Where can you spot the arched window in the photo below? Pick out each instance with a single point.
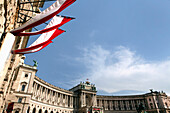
(40, 111)
(23, 86)
(46, 111)
(28, 110)
(34, 110)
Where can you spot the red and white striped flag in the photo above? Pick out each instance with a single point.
(47, 14)
(40, 43)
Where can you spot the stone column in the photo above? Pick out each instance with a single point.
(71, 101)
(56, 98)
(66, 100)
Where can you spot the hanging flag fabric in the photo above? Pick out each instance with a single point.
(34, 50)
(56, 22)
(40, 43)
(47, 14)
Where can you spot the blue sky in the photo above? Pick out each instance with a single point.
(117, 44)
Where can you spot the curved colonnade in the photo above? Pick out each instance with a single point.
(120, 103)
(47, 98)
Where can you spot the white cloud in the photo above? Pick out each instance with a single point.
(93, 33)
(122, 69)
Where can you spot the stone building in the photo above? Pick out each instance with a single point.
(30, 94)
(13, 13)
(23, 92)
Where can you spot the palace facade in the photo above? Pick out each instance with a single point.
(30, 94)
(21, 91)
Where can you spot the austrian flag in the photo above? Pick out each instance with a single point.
(47, 14)
(49, 32)
(40, 43)
(55, 23)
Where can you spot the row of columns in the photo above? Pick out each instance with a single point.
(119, 104)
(90, 102)
(44, 94)
(40, 110)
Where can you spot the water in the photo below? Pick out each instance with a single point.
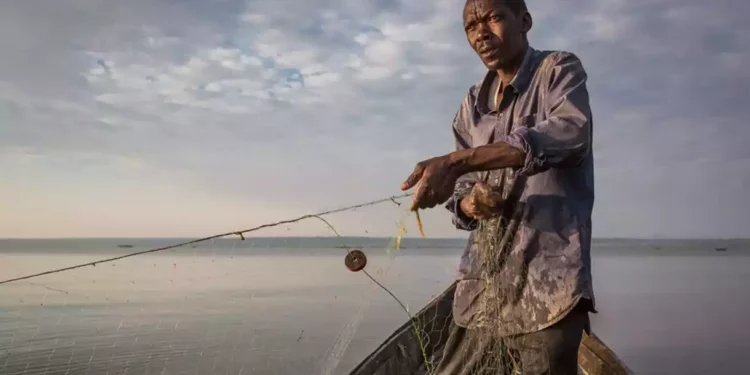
(288, 306)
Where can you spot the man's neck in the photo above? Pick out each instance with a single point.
(507, 74)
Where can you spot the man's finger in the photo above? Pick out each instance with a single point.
(420, 196)
(413, 178)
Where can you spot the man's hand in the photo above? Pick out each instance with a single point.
(435, 180)
(483, 202)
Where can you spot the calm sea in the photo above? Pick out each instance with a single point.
(288, 306)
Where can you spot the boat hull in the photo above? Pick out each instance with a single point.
(402, 354)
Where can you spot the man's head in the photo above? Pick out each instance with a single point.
(496, 30)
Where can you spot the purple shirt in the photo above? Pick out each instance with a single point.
(523, 271)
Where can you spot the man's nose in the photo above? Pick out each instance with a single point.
(483, 32)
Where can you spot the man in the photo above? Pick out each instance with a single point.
(521, 180)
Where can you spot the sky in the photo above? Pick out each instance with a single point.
(163, 118)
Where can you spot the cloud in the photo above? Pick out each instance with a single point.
(269, 108)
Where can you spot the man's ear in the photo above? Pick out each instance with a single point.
(526, 22)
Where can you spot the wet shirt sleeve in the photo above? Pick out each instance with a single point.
(564, 138)
(465, 183)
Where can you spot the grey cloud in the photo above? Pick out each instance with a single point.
(667, 79)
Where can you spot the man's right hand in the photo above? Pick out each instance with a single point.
(483, 202)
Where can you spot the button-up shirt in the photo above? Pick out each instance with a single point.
(526, 269)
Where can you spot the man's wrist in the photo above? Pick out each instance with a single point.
(489, 157)
(460, 161)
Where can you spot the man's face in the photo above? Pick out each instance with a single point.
(494, 32)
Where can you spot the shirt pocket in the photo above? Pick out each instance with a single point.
(525, 121)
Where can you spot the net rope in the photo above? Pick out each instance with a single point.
(156, 340)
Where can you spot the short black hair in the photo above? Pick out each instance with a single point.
(515, 6)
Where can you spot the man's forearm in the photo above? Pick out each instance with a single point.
(486, 158)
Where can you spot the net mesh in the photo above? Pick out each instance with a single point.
(236, 305)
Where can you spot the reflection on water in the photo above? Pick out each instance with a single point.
(290, 314)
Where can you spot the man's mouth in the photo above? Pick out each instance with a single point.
(487, 51)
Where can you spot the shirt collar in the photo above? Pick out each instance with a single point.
(519, 83)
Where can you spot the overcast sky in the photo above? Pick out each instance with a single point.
(172, 118)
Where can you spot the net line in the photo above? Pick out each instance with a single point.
(417, 325)
(240, 233)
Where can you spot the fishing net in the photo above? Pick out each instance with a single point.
(247, 302)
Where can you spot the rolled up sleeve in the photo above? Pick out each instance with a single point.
(564, 138)
(466, 182)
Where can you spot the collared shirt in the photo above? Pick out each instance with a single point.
(526, 269)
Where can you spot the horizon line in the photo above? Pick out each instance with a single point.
(366, 237)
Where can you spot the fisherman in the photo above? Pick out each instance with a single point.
(521, 180)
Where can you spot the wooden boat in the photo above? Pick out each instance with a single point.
(402, 353)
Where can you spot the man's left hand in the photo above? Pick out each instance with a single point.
(435, 180)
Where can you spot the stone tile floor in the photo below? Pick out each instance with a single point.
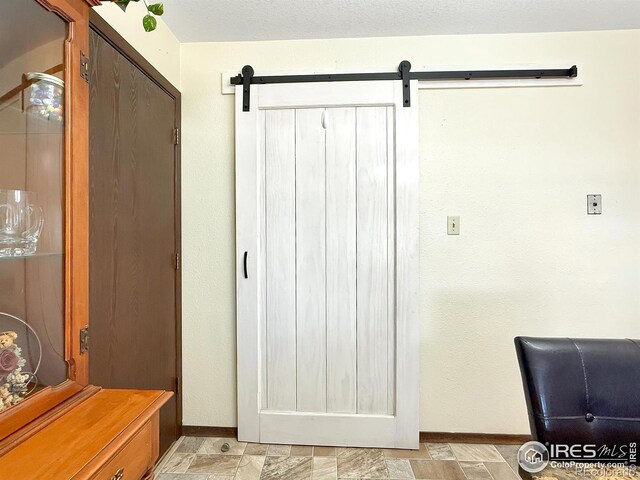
(201, 458)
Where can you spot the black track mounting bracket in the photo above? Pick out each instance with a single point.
(405, 68)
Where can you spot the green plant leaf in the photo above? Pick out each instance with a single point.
(123, 4)
(149, 23)
(156, 8)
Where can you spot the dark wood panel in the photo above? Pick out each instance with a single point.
(133, 231)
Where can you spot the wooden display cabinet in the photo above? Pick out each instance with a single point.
(53, 424)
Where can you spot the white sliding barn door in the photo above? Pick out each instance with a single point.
(327, 232)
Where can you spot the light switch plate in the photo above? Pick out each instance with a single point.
(594, 204)
(453, 225)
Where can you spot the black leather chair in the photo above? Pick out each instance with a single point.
(581, 391)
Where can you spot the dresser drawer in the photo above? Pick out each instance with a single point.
(132, 461)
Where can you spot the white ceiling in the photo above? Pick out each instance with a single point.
(229, 20)
(16, 40)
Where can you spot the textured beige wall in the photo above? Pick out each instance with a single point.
(160, 47)
(515, 163)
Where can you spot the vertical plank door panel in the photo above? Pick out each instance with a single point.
(341, 259)
(310, 261)
(281, 259)
(372, 259)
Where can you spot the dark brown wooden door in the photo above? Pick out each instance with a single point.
(133, 231)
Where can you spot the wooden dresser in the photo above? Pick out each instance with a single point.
(110, 435)
(54, 425)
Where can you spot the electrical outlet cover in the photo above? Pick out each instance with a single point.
(594, 204)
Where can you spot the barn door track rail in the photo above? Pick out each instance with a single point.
(404, 73)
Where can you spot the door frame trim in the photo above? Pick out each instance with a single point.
(117, 41)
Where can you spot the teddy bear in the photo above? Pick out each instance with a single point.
(7, 339)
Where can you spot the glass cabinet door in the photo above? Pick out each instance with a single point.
(32, 212)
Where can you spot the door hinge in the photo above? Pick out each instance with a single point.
(84, 340)
(84, 67)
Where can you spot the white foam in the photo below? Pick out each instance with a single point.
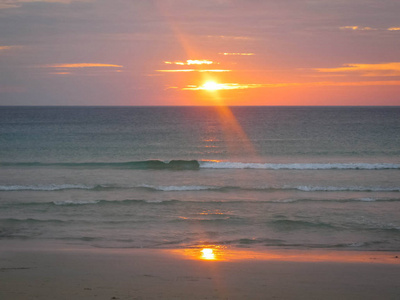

· · ·

Problem to work on — Render all of the data above as a JSON list of strings, with one string per line and blank lines omitted. Leave the pictures out.

Expected output —
[
  "Where can you spot the arched window in the photo below? Pick out each instance with a single point.",
  "(40, 111)",
  "(23, 86)",
  "(46, 111)",
  "(28, 110)",
  "(34, 110)",
  "Where can you spot the red and white striped flag in the photo above? Pick out each instance with a single point.",
  "(47, 14)",
  "(40, 43)",
  "Where can you spot the stone column in the photo above? Pick out each instance with a single point.",
  "(71, 101)",
  "(56, 98)",
  "(66, 100)",
  "Where can you spot the hanging flag fabric in the photo above? Pick out each instance with a single point.",
  "(34, 50)",
  "(56, 22)",
  "(40, 43)",
  "(47, 14)",
  "Where can you spot the blue sky in the photo above? Pick out each instance with a single point.",
  "(117, 44)",
  "Where can you spot the curved colonnade in the photo above? Pick out each instance with a single point.",
  "(120, 103)",
  "(47, 98)",
  "Where can you spot the white cloud in the photo above? Pick out each instance with a single point.",
  "(93, 33)",
  "(122, 69)",
  "Where can you spot the stone building in the photo above? Pick out each instance with a single point.",
  "(30, 94)",
  "(13, 13)",
  "(23, 92)",
  "Where can you spot the palace facade in the photo above? Pick out each instance with a single point.",
  "(30, 94)",
  "(21, 91)",
  "Where can you spot the austrian flag in the photo above? Pick out each instance with a single point.",
  "(47, 14)",
  "(49, 32)",
  "(40, 43)",
  "(55, 23)",
  "Where can you spot the row of columns in the photo above? Pick out each instance with a single point.",
  "(119, 104)",
  "(90, 102)",
  "(44, 94)",
  "(40, 110)",
  "Where can you spot the water in the photo below? Pick out each instance with a single point.",
  "(288, 306)",
  "Where can you spot the man's neck in the photo above? Pick out each instance with a single point.",
  "(507, 74)",
  "Where can you spot the man's finger in the photo above? Pick out each instance with a single point.",
  "(420, 196)",
  "(413, 178)",
  "Where can you spot the man's hand in the photo above? Pick out each instance with a single point.",
  "(435, 180)",
  "(483, 202)",
  "Where can you spot the calm sea in the photo above? Pick out each instance with a single point.",
  "(288, 306)",
  "Where can you spot the boat hull in the photo above? Pick out each instance with a single point.",
  "(402, 354)",
  "Where can you spot the man's head in the photo above? Pick out each instance with a single point.",
  "(496, 30)",
  "Where can you spot the purple shirt in the photo above? Pick out each instance with a single point.",
  "(523, 271)",
  "Where can you spot the man's nose in the photo above? Pick out each instance with a single point.",
  "(483, 32)",
  "Where can you spot the man in the photo above? Pick out each instance with a single point.",
  "(521, 180)",
  "Where can you spot the sky in the photo above? Pick out each instance with a single point.",
  "(163, 118)",
  "Where can you spot the cloud in the photo above? Pick out each instance with a single point.",
  "(269, 108)",
  "Where can you spot the man's ear in the photo above? Pick out each instance with a single point.",
  "(526, 22)",
  "Where can you spot the wet shirt sleeve in the photo above? Pick out each instance with a single point.",
  "(564, 138)",
  "(465, 183)",
  "Where can you spot the grey cloud in the photo above? Pick out each instance with a single point.",
  "(667, 79)",
  "Where can you spot the man's right hand in the photo above? Pick out each instance with a single point.",
  "(483, 202)",
  "Where can you spot the button-up shirt in the photo above? Pick out each instance with a single point.",
  "(526, 269)",
  "Where can you spot the man's wrist in the photo above? Pick out each instance with a single point.",
  "(489, 157)",
  "(460, 161)",
  "Where can you spot the man's face in the photo above? Pick out each instance with a single point.",
  "(494, 32)",
  "Where can you spot the shirt pocket in the photo above? Pick out each instance with a single point.",
  "(525, 121)",
  "Where can you spot the net rope in the photo above? Pick out each instance with a single point.",
  "(156, 340)",
  "Where can you spot the short black hair in the photo above? Pick out each instance with a single point.",
  "(515, 6)",
  "Where can you spot the man's forearm in the photo above? Pick out each instance with a single point.",
  "(486, 158)",
  "Where can you spot the net mesh in the photo above? Pick out each instance with a single point.",
  "(236, 305)",
  "Where can you spot the reflection on water in the photo above? Pick out each instance with a single point.",
  "(290, 314)",
  "Where can you spot the man's mouth in the photo above? Pick out each instance with a single point.",
  "(487, 51)",
  "Where can you spot the shirt collar in the photo above? Pick out each instance with a single point.",
  "(519, 83)",
  "Where can you spot the overcast sky in the photo above? Pick out each instance with a single point.",
  "(172, 118)",
  "Where can you spot the net line in the photo above? Pick out each instance with a single point.",
  "(417, 325)",
  "(240, 233)",
  "Where can you spot the fishing net in the photo above? Pick out each instance with a single point.",
  "(247, 302)",
  "Where can you spot the rolled up sleeve in the photo above? Pick out each instance with a single point.",
  "(564, 138)",
  "(466, 182)",
  "Where can you spot the collared shirt in the photo above? Pick out each instance with a single point.",
  "(526, 269)",
  "Where can you spot the horizon line in the photo above? Pick out each instance with a single point.",
  "(366, 237)",
  "Where can you spot the fisherman in the photo above? Pick out each instance with a single point.",
  "(521, 180)",
  "Where can you spot the wooden boat in the photo above? Pick out each instance with a single point.",
  "(402, 353)",
  "Where can you spot the man's left hand in the photo above? Pick out each instance with a single point.",
  "(435, 180)",
  "Where can you spot the stone tile floor in the photo below? Pick out each instance with a single point.",
  "(201, 458)",
  "Where can you spot the black track mounting bracket in the photo above? Pick out each instance with a single point.",
  "(405, 68)",
  "Where can you spot the green plant leaf in the photo above? Pick out each instance with a single point.",
  "(123, 4)",
  "(149, 23)",
  "(156, 8)",
  "Where can you spot the dark wood panel in the photo above? Pick out each instance with a single point.",
  "(133, 231)",
  "Where can you spot the wooden display cabinet in the photo above? Pick out each instance with a single point.",
  "(53, 424)",
  "Where can you spot the white sliding barn door in the photo above? Pick out each instance with a single point.",
  "(327, 232)",
  "Where can you spot the light switch plate in the photo above? Pick out each instance with a single point.",
  "(594, 204)",
  "(453, 225)",
  "Where can you spot the black leather chair in the photo above? Pick out each instance with a single point.",
  "(581, 391)",
  "Where can you spot the dresser drawer in the photo above? Pick out each instance with a single point.",
  "(132, 461)",
  "Where can you spot the white ceiling in the photo above? Pick out each instance with a single point.",
  "(229, 20)",
  "(16, 40)",
  "Where can you spot the textured beige wall in the photo above? Pick out each instance with a single point.",
  "(160, 47)",
  "(515, 163)",
  "Where can you spot the vertical plank door panel in the photo above? Pick out each instance with a single point.",
  "(341, 259)",
  "(310, 261)",
  "(281, 259)",
  "(372, 259)",
  "Where can you spot the dark brown wooden door in the photo above? Pick out each instance with a single point.",
  "(133, 231)",
  "Where can you spot the wooden dresser in the photo above? Pick out each instance with a single point.",
  "(110, 435)",
  "(54, 425)",
  "Where can you spot the electrical outlet cover in the photo above? Pick out each instance with a single point.",
  "(594, 204)",
  "Where can you spot the barn door track rail in the photo above? Pick out each instance with a single point.",
  "(404, 73)",
  "Where can you spot the door frame trim in the photo above? Pick out each instance with a single point.",
  "(117, 41)",
  "Where can you spot the teddy bear in the photo above? Pick out each instance with a single point.",
  "(7, 339)",
  "Where can you spot the glass cabinet door in the photo above? Pick out each instance with a single point.",
  "(32, 212)",
  "Where can you spot the door hinge in the photo above? Pick out each instance with a single point.",
  "(84, 340)",
  "(84, 67)",
  "Where can you spot the white foam in the photo below? Pick out each instance with a single point."
]